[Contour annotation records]
* begin *

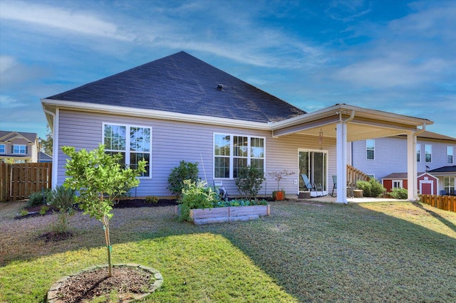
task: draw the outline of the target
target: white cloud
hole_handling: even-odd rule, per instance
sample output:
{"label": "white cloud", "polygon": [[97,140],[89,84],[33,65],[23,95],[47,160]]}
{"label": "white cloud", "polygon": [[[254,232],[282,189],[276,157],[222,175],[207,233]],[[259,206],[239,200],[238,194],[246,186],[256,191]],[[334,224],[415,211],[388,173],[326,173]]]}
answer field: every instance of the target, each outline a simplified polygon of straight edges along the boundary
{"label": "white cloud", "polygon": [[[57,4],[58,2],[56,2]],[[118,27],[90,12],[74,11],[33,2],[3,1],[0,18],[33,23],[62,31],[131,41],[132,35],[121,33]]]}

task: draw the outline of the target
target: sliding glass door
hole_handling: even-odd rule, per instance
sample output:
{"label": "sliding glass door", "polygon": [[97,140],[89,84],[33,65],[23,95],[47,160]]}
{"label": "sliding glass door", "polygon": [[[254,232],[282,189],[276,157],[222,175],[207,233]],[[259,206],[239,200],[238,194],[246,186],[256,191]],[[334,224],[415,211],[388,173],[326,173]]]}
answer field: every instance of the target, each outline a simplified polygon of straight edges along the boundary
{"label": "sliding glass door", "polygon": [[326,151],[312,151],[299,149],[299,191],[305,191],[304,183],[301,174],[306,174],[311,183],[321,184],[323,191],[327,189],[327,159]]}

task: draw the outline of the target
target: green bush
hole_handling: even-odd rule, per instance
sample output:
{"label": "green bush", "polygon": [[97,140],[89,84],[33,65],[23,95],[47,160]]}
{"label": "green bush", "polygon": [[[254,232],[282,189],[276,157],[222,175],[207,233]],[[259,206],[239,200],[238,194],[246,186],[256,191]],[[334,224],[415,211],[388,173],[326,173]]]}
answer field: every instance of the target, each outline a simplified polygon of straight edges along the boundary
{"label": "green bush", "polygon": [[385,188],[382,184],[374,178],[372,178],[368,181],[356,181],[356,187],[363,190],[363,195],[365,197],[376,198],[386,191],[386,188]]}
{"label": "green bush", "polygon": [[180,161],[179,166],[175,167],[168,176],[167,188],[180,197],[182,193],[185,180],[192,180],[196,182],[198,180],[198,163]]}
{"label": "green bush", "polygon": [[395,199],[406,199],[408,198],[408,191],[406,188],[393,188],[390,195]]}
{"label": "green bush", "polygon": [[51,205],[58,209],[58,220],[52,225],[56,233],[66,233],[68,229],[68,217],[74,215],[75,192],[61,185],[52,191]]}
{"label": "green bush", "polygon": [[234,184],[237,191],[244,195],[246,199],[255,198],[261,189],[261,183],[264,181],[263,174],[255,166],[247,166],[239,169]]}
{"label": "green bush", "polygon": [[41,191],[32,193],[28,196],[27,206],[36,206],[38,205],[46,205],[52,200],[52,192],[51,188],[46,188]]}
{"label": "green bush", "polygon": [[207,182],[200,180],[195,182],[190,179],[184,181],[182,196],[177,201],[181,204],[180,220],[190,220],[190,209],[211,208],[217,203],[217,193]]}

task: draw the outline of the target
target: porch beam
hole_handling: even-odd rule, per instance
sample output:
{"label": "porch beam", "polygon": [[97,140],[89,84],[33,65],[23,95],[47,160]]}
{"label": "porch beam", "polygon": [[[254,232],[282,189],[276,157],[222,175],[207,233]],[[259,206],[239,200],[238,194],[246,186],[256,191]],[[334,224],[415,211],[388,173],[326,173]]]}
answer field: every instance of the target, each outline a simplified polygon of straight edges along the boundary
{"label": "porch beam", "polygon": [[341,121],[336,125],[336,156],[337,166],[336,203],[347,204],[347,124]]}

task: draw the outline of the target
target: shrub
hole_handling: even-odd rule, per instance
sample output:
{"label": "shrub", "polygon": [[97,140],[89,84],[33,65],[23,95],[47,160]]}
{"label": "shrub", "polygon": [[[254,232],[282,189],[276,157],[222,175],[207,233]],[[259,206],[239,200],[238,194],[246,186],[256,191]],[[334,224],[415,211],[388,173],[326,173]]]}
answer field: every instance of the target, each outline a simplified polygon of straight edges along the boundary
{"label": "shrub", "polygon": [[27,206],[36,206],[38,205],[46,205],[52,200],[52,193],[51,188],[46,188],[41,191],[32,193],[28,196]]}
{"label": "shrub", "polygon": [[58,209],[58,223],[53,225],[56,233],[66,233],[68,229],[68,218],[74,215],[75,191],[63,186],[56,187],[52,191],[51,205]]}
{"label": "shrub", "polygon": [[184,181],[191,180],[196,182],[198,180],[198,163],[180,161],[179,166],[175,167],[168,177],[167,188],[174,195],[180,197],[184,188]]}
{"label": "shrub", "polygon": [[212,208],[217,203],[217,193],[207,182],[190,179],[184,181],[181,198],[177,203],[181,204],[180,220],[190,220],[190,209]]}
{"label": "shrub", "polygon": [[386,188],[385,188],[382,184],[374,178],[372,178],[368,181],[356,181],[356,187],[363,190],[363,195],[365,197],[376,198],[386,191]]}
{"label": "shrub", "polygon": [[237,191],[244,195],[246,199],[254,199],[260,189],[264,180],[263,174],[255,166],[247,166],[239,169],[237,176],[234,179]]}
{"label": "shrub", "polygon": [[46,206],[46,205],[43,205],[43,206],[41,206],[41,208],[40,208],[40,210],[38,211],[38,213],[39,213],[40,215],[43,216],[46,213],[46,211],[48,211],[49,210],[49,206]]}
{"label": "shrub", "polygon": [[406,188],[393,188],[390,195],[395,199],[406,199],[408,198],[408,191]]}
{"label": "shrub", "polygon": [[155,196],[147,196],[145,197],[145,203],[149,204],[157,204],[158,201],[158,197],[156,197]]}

* end *

= Exercise =
How many of the lines above contain the string "cloud", counting only matches in the same case? Reply with the number alone.

= Task response =
4